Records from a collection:

+ + + +

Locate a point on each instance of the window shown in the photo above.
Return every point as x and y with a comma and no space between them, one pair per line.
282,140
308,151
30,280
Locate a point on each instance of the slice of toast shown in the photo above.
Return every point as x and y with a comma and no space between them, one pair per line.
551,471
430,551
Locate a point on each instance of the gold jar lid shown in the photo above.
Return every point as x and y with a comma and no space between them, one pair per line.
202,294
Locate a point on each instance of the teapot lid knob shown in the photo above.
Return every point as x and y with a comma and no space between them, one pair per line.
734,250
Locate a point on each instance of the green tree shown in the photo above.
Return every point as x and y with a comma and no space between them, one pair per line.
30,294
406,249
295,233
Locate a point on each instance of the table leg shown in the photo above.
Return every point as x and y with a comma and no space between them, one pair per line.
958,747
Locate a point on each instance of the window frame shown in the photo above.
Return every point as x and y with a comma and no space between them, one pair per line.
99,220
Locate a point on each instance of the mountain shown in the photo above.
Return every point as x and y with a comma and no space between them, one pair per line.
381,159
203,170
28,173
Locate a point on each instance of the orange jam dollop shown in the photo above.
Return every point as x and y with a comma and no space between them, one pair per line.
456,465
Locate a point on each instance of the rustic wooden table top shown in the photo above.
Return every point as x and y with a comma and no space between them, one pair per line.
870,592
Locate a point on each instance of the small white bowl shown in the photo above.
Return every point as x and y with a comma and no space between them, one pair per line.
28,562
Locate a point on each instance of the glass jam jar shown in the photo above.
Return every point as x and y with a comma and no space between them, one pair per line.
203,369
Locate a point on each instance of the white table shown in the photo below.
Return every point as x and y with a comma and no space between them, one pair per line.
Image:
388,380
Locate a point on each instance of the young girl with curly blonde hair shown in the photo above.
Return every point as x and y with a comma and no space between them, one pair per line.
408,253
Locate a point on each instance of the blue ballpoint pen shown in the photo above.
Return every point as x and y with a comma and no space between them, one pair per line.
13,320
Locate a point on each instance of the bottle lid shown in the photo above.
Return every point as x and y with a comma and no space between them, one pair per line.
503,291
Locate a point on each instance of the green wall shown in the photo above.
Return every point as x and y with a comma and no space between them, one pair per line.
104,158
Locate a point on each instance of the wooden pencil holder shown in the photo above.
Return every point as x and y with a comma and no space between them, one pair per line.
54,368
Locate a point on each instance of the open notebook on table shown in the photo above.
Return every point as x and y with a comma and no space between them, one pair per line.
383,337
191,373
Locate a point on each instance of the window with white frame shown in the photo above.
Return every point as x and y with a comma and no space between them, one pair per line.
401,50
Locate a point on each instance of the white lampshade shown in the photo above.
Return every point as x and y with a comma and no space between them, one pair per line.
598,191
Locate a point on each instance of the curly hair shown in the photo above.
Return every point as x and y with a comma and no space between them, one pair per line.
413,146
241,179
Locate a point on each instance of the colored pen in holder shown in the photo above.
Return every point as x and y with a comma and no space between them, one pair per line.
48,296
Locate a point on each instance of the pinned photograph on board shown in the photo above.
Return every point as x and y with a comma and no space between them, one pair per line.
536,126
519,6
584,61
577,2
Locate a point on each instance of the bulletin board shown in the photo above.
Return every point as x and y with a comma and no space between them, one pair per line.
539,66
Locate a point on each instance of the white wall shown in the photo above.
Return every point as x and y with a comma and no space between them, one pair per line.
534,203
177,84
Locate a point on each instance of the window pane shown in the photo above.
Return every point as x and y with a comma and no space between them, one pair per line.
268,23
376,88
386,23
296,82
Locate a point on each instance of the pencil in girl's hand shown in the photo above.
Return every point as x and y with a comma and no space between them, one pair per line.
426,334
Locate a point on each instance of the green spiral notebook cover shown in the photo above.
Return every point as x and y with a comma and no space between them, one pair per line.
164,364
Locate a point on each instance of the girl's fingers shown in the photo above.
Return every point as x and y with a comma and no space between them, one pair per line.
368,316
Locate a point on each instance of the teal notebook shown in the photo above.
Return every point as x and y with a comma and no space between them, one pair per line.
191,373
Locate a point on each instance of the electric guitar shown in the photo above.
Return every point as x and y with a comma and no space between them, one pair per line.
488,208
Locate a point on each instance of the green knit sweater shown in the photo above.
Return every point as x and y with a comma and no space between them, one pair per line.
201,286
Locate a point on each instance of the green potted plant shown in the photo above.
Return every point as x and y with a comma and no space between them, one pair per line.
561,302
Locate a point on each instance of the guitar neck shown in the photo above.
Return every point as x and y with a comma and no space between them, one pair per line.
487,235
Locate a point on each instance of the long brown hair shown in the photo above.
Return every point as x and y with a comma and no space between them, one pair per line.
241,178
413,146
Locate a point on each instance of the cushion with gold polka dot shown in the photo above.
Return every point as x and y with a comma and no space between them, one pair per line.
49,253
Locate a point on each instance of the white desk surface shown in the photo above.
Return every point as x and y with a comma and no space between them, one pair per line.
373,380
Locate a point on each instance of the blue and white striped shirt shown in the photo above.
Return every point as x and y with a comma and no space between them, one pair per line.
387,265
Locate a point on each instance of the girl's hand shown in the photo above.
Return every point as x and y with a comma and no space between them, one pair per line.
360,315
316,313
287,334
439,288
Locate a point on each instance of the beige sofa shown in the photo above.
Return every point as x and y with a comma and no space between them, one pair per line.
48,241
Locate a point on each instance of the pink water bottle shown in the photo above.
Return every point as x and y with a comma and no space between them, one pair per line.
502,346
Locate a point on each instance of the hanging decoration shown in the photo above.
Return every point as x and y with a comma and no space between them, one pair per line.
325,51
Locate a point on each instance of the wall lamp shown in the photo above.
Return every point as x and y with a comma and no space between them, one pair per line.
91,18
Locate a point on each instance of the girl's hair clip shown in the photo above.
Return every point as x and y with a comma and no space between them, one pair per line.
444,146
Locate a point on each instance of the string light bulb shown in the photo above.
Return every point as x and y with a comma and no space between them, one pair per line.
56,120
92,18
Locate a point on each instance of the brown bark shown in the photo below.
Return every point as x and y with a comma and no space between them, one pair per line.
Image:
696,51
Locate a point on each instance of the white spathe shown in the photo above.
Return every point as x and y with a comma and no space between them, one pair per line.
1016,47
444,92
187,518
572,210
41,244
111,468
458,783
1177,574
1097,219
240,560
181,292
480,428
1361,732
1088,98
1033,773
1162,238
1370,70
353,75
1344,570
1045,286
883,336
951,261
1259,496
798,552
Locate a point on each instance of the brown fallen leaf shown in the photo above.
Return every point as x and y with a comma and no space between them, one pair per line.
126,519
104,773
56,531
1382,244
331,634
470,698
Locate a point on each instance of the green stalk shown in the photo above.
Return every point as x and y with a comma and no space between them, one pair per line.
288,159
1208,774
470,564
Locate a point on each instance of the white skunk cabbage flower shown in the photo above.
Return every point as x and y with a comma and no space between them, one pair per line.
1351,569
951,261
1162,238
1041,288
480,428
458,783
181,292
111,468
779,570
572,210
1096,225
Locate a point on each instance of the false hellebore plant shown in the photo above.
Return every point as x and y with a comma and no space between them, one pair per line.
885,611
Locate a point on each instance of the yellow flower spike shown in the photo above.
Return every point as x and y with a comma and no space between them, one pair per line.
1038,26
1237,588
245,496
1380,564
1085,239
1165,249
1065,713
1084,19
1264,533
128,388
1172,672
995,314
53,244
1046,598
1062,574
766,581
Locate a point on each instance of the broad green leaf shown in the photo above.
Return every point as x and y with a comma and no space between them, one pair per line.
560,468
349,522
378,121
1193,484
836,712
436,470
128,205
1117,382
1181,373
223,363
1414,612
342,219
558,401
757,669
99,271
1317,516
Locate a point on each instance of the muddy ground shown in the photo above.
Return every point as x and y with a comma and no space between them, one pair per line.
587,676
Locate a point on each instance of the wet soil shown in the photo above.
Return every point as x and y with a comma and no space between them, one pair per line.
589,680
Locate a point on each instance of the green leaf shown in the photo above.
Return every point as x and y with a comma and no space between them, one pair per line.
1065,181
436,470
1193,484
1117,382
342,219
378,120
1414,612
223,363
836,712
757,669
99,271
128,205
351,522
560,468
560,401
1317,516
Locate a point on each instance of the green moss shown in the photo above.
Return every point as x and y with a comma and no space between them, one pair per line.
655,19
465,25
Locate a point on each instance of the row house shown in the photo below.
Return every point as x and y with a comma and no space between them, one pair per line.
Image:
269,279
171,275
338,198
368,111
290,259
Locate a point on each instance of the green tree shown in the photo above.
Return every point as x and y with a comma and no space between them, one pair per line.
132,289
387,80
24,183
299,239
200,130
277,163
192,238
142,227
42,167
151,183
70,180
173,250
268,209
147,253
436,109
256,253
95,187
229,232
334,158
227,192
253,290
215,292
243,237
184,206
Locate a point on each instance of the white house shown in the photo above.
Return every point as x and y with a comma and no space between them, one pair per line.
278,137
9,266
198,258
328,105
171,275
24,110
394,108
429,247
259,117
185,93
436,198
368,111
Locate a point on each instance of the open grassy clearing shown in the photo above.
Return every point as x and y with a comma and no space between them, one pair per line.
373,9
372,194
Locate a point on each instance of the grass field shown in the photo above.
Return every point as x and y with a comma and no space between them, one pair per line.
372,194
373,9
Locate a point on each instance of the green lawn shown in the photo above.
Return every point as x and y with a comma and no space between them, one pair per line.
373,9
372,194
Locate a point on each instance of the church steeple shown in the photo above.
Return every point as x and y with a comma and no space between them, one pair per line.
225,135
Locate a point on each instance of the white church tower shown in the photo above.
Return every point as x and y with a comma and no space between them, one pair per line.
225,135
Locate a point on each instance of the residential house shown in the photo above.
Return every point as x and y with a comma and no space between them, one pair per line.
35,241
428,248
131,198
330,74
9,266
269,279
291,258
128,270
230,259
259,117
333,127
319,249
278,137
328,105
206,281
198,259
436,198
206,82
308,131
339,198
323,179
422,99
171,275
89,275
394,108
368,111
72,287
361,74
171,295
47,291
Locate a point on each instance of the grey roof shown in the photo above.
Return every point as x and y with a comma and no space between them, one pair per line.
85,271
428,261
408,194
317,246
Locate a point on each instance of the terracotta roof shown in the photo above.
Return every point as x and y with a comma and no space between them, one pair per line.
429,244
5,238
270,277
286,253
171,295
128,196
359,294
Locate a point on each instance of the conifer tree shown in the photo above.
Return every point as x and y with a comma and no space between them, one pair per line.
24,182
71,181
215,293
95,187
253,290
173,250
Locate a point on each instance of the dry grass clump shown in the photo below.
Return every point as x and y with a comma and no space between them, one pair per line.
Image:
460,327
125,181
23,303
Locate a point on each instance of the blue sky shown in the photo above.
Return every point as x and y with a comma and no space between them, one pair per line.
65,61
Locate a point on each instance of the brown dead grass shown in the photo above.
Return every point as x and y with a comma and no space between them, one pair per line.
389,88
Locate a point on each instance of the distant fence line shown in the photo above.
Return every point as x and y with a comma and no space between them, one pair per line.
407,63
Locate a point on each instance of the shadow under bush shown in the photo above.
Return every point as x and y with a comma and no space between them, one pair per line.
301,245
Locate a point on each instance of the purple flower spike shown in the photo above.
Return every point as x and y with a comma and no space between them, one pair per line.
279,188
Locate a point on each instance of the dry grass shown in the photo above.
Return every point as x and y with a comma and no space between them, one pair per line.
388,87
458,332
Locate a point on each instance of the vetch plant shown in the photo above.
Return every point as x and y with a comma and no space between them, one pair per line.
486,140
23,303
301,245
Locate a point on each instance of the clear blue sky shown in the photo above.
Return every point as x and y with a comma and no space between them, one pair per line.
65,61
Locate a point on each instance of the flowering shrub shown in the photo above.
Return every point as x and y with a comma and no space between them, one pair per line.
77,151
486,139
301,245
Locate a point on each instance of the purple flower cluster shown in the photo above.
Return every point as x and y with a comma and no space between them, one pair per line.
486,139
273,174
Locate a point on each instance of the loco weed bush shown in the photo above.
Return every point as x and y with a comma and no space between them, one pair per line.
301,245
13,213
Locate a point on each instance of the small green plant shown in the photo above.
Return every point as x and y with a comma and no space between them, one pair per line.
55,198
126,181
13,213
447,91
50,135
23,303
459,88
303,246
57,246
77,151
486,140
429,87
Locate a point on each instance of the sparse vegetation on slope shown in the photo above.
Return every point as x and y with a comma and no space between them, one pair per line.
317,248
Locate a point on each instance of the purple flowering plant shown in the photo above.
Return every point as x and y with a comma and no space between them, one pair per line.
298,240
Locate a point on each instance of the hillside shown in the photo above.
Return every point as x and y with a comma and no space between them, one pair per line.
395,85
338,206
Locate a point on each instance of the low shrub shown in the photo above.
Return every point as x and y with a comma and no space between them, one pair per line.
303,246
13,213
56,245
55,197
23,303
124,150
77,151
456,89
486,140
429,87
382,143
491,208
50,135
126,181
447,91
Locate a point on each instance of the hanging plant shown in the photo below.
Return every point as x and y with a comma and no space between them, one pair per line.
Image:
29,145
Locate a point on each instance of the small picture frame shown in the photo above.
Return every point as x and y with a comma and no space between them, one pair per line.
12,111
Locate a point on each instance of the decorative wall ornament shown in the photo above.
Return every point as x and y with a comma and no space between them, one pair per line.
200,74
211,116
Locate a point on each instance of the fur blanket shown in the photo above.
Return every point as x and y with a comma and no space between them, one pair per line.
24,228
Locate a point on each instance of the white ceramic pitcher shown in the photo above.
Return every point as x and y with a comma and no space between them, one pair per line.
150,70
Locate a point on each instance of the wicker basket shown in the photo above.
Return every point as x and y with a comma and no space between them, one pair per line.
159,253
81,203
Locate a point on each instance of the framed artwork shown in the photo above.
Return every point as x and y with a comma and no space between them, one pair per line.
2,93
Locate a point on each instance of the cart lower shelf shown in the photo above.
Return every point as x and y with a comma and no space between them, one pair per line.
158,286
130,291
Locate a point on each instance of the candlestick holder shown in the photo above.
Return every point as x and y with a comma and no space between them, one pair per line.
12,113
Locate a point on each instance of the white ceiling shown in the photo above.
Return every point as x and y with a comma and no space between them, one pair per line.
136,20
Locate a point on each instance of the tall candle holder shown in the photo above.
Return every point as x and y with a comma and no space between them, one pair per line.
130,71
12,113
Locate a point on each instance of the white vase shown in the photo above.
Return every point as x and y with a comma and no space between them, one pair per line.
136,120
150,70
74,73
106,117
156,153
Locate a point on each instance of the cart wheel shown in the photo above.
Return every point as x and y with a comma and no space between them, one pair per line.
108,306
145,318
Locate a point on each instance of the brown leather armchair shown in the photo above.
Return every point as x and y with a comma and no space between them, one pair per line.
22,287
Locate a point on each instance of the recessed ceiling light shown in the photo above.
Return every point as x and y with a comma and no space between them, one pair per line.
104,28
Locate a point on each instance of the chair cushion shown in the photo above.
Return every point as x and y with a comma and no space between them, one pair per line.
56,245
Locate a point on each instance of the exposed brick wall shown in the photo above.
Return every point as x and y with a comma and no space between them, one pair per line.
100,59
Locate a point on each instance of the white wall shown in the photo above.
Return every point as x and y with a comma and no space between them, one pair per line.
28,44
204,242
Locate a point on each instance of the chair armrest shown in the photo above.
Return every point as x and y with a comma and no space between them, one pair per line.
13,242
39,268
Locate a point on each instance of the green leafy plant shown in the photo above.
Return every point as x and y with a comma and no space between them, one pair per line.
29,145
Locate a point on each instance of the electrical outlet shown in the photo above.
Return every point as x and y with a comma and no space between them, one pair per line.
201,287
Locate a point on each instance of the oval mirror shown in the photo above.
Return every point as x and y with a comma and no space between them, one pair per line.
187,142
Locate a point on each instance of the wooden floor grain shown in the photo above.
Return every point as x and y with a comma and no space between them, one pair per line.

+ + + +

What this task involves
Reproduce exactly, with nothing added, the lines from the one that contains "Locate a point on each instance of the electrical" to the end of the data.

Solution to the problem
Locate a point on each instance of the electrical outlet shown in the photo above.
Return every point as x and y with a comma and no space between them, one pair per line.
201,287
Locate a point on each instance of the oval mirror shown in the photo above.
Return every point as x and y with a comma and no space between them, one pair per line.
187,142
Locate a point on each instance of the wooden floor grain shown in the photo above.
Return every point as x and y with a comma and no space between them, one pair per line.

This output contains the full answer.